What is expected: Starting at the line that contains "of the dark" and ending at the last line of the records, write out every line again, multiplying each answer coordinate by 0.65 and rounding it to a whole number, with halves rounded up. Leave every other line and number unchanged.
++++++++
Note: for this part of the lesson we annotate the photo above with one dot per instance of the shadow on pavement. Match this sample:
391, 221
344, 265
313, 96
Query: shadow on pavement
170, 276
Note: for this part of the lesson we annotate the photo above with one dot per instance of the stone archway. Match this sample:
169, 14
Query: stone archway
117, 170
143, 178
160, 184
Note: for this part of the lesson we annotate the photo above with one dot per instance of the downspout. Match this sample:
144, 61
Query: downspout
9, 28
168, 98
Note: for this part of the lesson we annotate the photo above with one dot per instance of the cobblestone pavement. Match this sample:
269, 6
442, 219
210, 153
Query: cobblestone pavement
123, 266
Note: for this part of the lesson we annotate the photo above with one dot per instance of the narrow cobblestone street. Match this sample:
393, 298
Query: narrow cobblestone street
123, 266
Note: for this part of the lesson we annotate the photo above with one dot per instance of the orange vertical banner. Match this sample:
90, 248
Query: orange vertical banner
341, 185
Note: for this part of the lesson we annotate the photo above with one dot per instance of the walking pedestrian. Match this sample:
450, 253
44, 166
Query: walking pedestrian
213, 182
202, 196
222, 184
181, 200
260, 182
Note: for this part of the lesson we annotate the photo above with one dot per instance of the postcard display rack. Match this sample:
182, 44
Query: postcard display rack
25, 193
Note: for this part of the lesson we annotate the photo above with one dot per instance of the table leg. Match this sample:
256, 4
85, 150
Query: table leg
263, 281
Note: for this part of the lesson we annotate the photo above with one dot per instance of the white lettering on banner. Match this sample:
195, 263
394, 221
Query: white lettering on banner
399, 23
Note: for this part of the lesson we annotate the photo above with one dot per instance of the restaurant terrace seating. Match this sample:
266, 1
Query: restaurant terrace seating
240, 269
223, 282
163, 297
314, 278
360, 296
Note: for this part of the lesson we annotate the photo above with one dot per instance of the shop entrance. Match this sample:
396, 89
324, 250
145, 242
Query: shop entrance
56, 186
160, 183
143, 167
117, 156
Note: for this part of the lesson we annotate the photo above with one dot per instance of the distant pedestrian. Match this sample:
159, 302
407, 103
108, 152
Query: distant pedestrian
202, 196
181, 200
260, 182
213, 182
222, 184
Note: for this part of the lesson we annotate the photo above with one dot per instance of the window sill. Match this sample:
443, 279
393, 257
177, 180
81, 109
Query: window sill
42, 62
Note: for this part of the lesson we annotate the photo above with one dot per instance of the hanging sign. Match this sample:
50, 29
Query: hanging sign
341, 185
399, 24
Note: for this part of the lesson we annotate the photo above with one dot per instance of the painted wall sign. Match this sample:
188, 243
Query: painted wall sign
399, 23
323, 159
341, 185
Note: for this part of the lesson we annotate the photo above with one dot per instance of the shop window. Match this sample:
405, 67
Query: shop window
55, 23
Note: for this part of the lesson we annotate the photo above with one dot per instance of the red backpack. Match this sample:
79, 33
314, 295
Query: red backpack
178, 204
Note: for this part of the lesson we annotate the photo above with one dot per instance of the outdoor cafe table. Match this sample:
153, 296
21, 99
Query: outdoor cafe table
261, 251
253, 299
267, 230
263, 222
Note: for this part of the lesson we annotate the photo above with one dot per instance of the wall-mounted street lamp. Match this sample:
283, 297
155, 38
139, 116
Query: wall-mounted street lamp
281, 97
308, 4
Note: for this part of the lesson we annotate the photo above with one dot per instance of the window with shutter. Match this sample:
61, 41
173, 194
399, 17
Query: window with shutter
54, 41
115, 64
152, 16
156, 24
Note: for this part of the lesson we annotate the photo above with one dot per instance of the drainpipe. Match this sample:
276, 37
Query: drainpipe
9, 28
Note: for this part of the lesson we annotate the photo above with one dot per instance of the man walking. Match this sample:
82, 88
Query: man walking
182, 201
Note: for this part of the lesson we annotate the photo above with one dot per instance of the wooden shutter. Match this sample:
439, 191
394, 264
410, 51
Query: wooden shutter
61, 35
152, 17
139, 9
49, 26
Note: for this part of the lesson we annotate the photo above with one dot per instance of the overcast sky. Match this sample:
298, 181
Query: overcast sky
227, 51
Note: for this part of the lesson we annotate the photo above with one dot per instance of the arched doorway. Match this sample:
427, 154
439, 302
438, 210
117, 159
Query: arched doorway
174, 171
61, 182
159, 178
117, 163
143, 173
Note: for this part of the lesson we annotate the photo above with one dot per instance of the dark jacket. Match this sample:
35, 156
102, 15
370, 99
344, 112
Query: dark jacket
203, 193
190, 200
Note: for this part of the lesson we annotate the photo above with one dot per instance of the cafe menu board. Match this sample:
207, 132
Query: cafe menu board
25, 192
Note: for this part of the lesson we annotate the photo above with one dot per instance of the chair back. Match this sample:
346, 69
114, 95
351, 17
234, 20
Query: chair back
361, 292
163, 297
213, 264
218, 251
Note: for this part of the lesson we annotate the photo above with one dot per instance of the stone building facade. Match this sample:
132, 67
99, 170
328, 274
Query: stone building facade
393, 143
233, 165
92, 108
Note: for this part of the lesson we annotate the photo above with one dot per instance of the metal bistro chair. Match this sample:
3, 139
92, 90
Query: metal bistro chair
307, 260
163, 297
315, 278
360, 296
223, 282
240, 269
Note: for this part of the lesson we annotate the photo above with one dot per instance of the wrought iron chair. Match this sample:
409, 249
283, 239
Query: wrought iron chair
++++++++
Written answer:
Note: for this part of the lesson we annotate the photo above with one dot per instance of the dark jacket. Match this sample:
35, 156
102, 15
370, 99
344, 112
Query: dark jacket
132, 125
124, 130
Note: for this part of the lesson we annotate the photo above with one dot per instance of the cafe menu board. Match this sample:
207, 132
Query: cafe menu board
16, 125
Note: for this part of the lesson we annotate the photo above with one dot per instance of the chair back. Match this sample:
346, 69
114, 95
351, 17
234, 20
Query: chair back
235, 190
106, 193
138, 172
142, 163
Note: for this part of the lesson we annotate the photo above with one dot per instance of the stone building facade. Match this sample:
132, 67
99, 170
328, 274
Query: stone building facade
255, 93
151, 107
60, 70
Note: for this part of the lesson we annotate the photo above with one dot per instance of the metal bistro chair. Match this sample:
3, 139
92, 90
Query: metal bistro chair
200, 169
106, 193
205, 181
234, 192
145, 183
156, 175
Note: for this part of the lesson we annotate the photo above with one dot per instance of the wrought iron chair. Match this sample:
409, 249
283, 239
Query: wrought iron chair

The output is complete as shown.